Could you restate every entry word for word, leaving the pictures out?

╭─ SUPPLIED DATA

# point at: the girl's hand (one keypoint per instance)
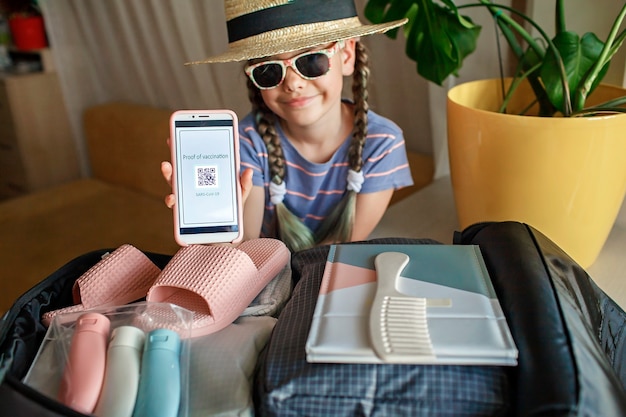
(166, 170)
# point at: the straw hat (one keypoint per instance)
(257, 29)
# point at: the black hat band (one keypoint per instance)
(294, 13)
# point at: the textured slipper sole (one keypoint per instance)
(217, 283)
(121, 277)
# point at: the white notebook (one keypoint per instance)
(463, 318)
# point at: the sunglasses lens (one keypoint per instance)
(268, 75)
(313, 65)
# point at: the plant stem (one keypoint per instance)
(559, 16)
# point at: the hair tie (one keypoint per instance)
(277, 192)
(355, 180)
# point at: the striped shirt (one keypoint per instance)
(314, 189)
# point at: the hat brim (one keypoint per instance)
(293, 39)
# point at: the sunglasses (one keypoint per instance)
(309, 65)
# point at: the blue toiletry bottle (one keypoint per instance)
(159, 391)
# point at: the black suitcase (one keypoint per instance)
(21, 334)
(570, 335)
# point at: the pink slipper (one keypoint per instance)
(121, 277)
(217, 283)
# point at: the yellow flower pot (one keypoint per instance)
(565, 177)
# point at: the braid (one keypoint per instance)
(291, 230)
(338, 226)
(360, 97)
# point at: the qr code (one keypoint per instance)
(206, 176)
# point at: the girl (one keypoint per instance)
(323, 169)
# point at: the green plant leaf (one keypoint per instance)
(438, 38)
(578, 55)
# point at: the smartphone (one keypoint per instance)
(205, 181)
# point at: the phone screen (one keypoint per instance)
(206, 178)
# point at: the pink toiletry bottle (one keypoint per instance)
(84, 372)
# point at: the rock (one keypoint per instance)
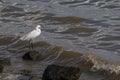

╰─

## REPLY TO THE EXERCISE:
# point at: the girl's hand (one keypoint per instance)
(166, 170)
# point at: the straw hat (one keypoint per instance)
(257, 29)
# point at: the black hat band (one keypoint per instance)
(294, 13)
# point at: the textured slipper sole (one keypoint per instance)
(217, 283)
(121, 277)
# point at: the white notebook (one keypoint per instance)
(463, 318)
# point at: the sunglasses lens (one keypoint per instance)
(268, 75)
(313, 65)
# point at: the plant stem (one keypoint per instance)
(559, 16)
# point at: the hair tie (one keypoint per instance)
(277, 192)
(355, 180)
# point at: the striped shirt (one keypoint per instance)
(314, 189)
# point at: the hat brim (one keypoint per instance)
(293, 39)
# point at: the sunglasses (one keypoint per instance)
(309, 65)
# point at: the blue toiletry bottle (one keypoint per instance)
(159, 391)
# point at: the black suitcase (one keypoint per instance)
(21, 334)
(570, 335)
# point at: the pink slipper (one keypoint per instance)
(121, 277)
(217, 283)
# point at: the yellow flower pot (one keypoint per instance)
(565, 177)
# point at: the braid (one keypoint per instance)
(291, 230)
(338, 226)
(360, 97)
# point at: the qr code (one keypoint per instance)
(206, 176)
# point at: the girl (one keypoint per instance)
(323, 169)
# point at: the green plant leaf (one keypoint per instance)
(438, 38)
(578, 55)
# point at: the smartphone (one keypoint per instance)
(205, 181)
# point at: the phone screen (one keypoint per instance)
(206, 178)
# point at: the pink toiletry bottle (one keypoint per instance)
(84, 372)
# point at: the rock (one keypoint per instance)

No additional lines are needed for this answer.